Resistance and Resilience of Soil Nitrogen Cycling to Drought and Heat Stress in Rehabilitated Urban Soils

In the context of climate change and biodiversity loss, rehabilitation of degraded urban soils is a means of limiting artificialization of terrestrial ecosystems and preventing further degradation of soils. Ecological rehabilitation approaches are available to reinitiate soil functions and enhance plant development. However, little is known about the long-term stability of rehabilitated soils in terms of soil functions when further natural or anthropogenic perturbations occur. Based on rehabilitated urban soils, the present study sought to evaluate the resistance and resilience of soil functions linked to carbon cycling and phosphate dynamics in addition to nitrogen cycling and related microbial communities after a heat and drought stress. A laboratory experiment was conducted in microcosms under controlled temperature conditions, with four contrasted soils collected from a rehabilitated urban brownfield; an initial, non-rehabilitated soil (IS), a technosol with a high organic matter level (HO), and two technosols with less organic matter (LO1 and LO2), together with their respective controls (no stress). Changes in potential denitrification (PDR), nitrification (PNR) rates, and their interactive relationships with soil microbial activities and soil physicochemical properties were determined following a combined heat (40°C) and drought stress period of 21 days. Measurements were carried out immediately after the stress (resistance), and then also 5, 30, and 92 days after soil rewetting at 60% water holding capacity (resilience). Microbial activities involved in soil functions such as carbon cycling and phosphate dynamics proved to be of low resistance in all soils except for IS; however, they were resilient and recovered rapidly after rewetting. On the other hand, the microbial activities and gene abundances that were measured in relation to nitrogen cycling processes showed that for denitrification, activities were more rapidly resilient than gene abundances whereas for nitrification the activities and gene abundances were resilient in the same way. Results suggest that, unless the soils contain high amounts of organic matter, microbial communities in imported soils can be more vulnerable to environmental pressures such as drought and heat than communities already present. This should be considered when rehabilitating degraded soils.

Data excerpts

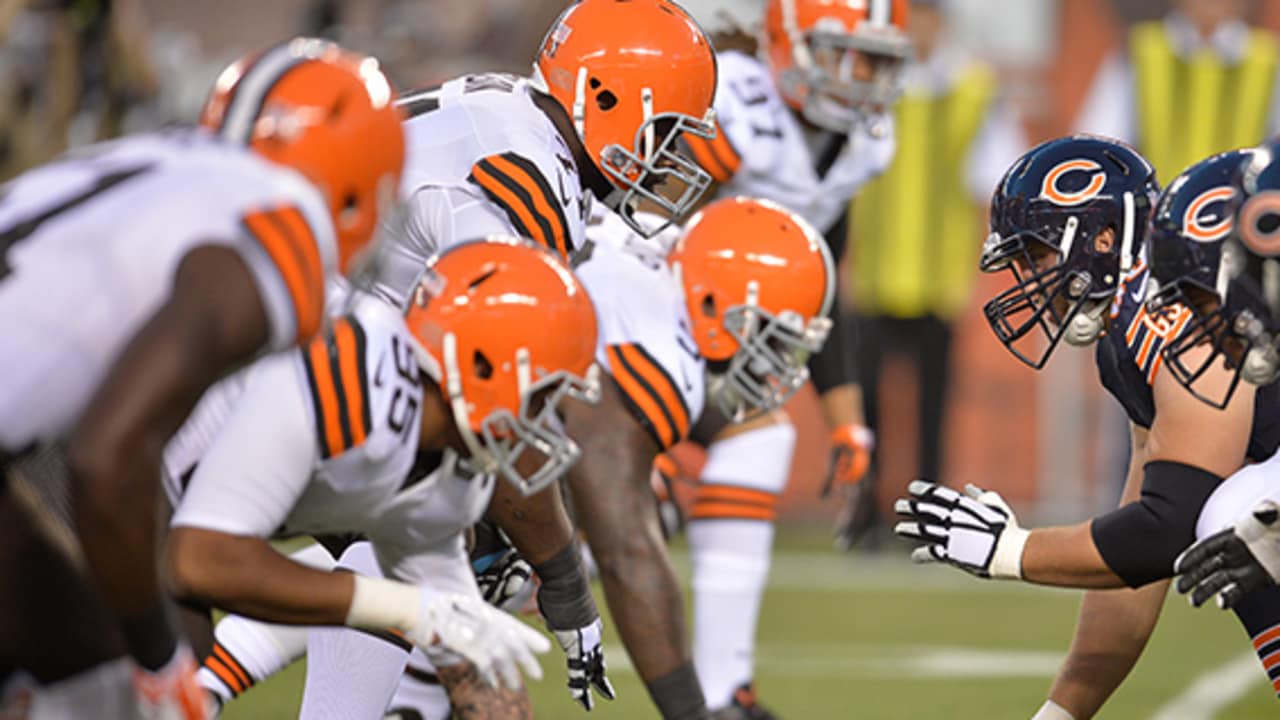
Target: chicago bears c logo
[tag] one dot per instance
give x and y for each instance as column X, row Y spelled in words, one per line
column 1054, row 192
column 1260, row 223
column 1201, row 226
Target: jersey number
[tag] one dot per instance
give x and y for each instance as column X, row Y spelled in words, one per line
column 403, row 405
column 22, row 229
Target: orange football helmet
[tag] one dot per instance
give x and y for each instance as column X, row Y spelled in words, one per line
column 634, row 77
column 327, row 113
column 816, row 48
column 507, row 332
column 759, row 282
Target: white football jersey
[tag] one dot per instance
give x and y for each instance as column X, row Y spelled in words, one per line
column 325, row 440
column 763, row 150
column 480, row 159
column 90, row 245
column 645, row 342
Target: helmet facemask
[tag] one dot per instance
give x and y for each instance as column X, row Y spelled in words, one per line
column 1059, row 301
column 824, row 80
column 769, row 364
column 654, row 171
column 507, row 441
column 1234, row 332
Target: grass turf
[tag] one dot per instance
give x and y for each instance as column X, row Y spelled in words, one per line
column 878, row 638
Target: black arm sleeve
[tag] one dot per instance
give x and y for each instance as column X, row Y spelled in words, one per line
column 1141, row 541
column 836, row 365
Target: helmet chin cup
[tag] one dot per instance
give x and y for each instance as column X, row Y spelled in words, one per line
column 1087, row 326
column 1261, row 365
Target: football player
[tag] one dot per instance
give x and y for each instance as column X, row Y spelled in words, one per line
column 1232, row 290
column 136, row 273
column 714, row 296
column 394, row 428
column 615, row 86
column 804, row 121
column 1066, row 224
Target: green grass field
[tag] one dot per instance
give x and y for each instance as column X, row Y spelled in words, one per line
column 873, row 637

→ **REQUIRED WORK**
Could you return the abstract on soil nitrogen cycling under drought and heat stress in full, word for word?

→ **RESULT OF THE EXERCISE**
Resistance and Resilience of Soil Nitrogen Cycling to Drought and Heat Stress in Rehabilitated Urban Soils

In the context of climate change and biodiversity loss, rehabilitation of degraded urban soils is a means of limiting artificialization of terrestrial ecosystems and preventing further degradation of soils. Ecological rehabilitation approaches are available to reinitiate soil functions and enhance plant development. However, little is known about the long-term stability of rehabilitated soils in terms of soil functions when further natural or anthropogenic perturbations occur. Based on rehabilitated urban soils, the present study sought to evaluate the resistance and resilience of soil functions linked to carbon cycling and phosphate dynamics in addition to nitrogen cycling and related microbial communities after a heat and drought stress. A laboratory experiment was conducted in microcosms under controlled temperature conditions, with four contrasted soils collected from a rehabilitated urban brownfield; an initial, non-rehabilitated soil (IS), a technosol with a high organic matter level (HO), and two technosols with less organic matter (LO1 and LO2), together with their respective controls (no stress). Changes in potential denitrification (PDR), nitrification (PNR) rates, and their interactive relationships with soil microbial activities and soil physicochemical properties were determined following a combined heat (40°C) and drought stress period of 21 days. Measurements were carried out immediately after the stress (resistance), and then also 5, 30, and 92 days after soil rewetting at 60% water holding capacity (resilience). Microbial activities involved in soil functions such as carbon cycling and phosphate dynamics proved to be of low resistance in all soils except for IS; however, they were resilient and recovered rapidly after rewetting. On the other hand, the microbial activities and gene abundances that were measured in relation to nitrogen cycling processes showed that for denitrification, activities were more rapidly resilient than gene abundances whereas for nitrification the activities and gene abundances were resilient in the same way. Results suggest that, unless the soils contain high amounts of organic matter, microbial communities in imported soils can be more vulnerable to environmental pressures such as drought and heat than communities already present. This should be considered when rehabilitating degraded soils.